Task to complete: Copy out every line of the records below, requests included, but shift each pixel coordinate in the answers by -71. Leave the numbers in the requests and their sample points unchanged, and leave the pictures out.
***** Listing *****
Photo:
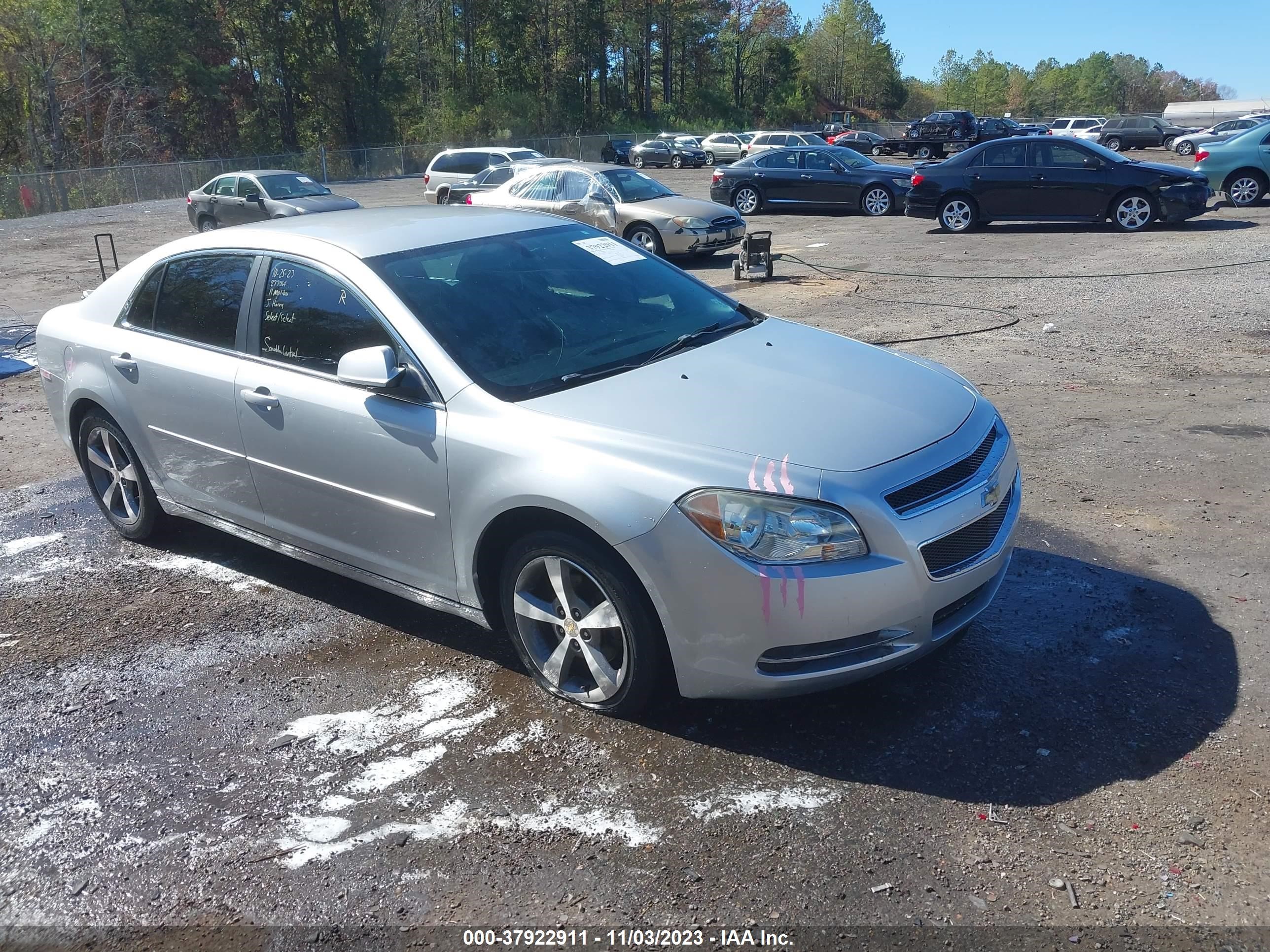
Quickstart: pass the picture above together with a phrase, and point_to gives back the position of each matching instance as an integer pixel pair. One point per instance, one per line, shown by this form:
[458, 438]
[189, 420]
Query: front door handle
[262, 398]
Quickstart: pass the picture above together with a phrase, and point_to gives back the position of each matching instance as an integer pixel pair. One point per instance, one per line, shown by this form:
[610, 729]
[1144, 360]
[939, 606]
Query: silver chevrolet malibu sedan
[543, 428]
*****
Exercise solution:
Photo:
Quickstart: pass the picture above together with a phrase, and point_to gives back the position of each matching instance as an integer pixel pair. One point per instance, one per line, shown by this form:
[458, 438]
[189, 420]
Query: front door handle
[191, 327]
Quickstart: pass the picture above together with a phrase, and point_to gives back the position of each matching instance as an integer pixel pair. One point per instance, one per line, shown by this form:
[610, 729]
[1144, 360]
[939, 606]
Query: silver chevrolet malibu sedan
[472, 357]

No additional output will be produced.